_TEXT SHOWN_
- - -
# Solved: FC4 - Need to veiw NTFS Partition



## Omega_Shadow (Aug 2, 2004)

Under Mandrake I can read from my NTFS paritions. I never had to set anything up, it was all automatic. The drives partitions where listed under /mnt

Now with Fedora, I need to know how to access those drives. Any suggestions?


----------



## linuxphile (Mar 6, 2003)

There is an FAQ/HOWTO on this at http://www.fedorafaq.org/#ntfs

Once you've installed the kernel module you should be able to mount your NTFS drive with a command similar to: mount /dev/hda1 /some/mountpoint

Where /dev/hda1 is your NTFS partition.


----------



## Omega_Shadow (Aug 2, 2004)

wow, that was easyer then I thought...
Almost disipointed.
All well, Thanx for the help!

EDIT> Spoke too soon
[[email protected] Omega_Shadow]# yum install kernel-module-ntfs-$(uname -r)
- - -
_PROVIDED MATERIAL_
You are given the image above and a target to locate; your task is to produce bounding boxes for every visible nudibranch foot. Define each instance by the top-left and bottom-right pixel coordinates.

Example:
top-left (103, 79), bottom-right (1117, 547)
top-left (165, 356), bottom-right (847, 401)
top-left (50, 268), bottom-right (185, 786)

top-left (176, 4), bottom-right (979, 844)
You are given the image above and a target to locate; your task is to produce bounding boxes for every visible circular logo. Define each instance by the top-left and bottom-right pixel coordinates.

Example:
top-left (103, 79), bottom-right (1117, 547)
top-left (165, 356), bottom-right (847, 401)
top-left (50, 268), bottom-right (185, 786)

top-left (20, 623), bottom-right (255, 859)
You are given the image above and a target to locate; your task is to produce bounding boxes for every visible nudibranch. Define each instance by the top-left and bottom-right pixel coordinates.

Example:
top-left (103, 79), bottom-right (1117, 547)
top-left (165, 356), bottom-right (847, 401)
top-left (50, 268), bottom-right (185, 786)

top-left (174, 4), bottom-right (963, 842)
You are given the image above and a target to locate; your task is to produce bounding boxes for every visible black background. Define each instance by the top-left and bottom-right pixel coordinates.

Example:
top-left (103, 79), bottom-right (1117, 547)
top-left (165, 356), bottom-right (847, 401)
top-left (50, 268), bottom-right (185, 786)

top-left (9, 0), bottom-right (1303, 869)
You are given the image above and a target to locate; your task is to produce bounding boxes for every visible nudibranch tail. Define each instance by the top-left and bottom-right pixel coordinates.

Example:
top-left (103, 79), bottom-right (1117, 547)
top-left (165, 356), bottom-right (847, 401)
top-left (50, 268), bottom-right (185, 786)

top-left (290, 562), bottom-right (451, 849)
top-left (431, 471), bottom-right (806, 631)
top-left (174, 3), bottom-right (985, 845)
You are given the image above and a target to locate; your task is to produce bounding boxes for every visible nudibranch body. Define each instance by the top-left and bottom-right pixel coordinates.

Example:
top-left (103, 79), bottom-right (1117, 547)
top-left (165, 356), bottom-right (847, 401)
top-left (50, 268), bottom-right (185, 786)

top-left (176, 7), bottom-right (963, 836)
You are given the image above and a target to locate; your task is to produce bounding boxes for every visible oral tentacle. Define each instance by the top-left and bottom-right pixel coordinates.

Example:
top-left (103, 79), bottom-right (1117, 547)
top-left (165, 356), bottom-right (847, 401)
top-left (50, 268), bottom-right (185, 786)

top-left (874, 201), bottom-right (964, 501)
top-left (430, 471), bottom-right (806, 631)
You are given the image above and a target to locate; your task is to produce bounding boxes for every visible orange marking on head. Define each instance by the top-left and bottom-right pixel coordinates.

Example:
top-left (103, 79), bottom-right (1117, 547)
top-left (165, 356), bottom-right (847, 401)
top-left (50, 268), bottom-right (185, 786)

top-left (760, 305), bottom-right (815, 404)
- - -
_GIVEN REQUEST_
Return, word for word, the part of the forum thread that begins at the words "Where /dev/hda1 is" and stops after "for the help!". The data is separate from the forum thread.

_TASK RESPONSE_
Where /dev/hda1 is your NTFS partition.


----------



## Omega_Shadow (Aug 2, 2004)

wow, that was easyer then I thought...
Almost disipointed.
All well, Thanx for the help!